[Start Provided records]

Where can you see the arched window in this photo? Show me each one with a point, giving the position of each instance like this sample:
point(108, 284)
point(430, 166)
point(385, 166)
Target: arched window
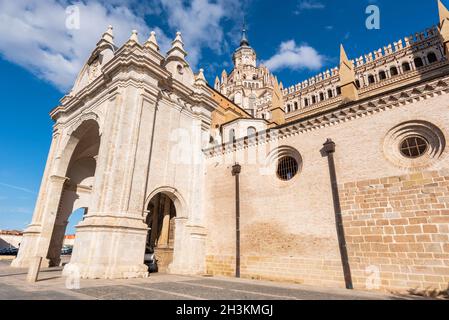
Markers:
point(232, 135)
point(251, 131)
point(418, 62)
point(394, 71)
point(432, 57)
point(406, 67)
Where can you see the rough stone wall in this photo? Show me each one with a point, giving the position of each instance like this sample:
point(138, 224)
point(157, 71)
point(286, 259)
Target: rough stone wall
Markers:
point(288, 229)
point(398, 228)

[End Provided records]

What you are asked to do:
Rewrite the items from the start through the line holding "point(251, 131)", inclusive, with "arched window" changed to "round window" and nothing else altered. Leave out the pictures.

Answer to this exercise:
Where can you see the round window in this photo? Show me each one with a point, giving the position of each instance like this sample:
point(108, 284)
point(430, 166)
point(385, 166)
Target: round window
Markers:
point(232, 135)
point(251, 131)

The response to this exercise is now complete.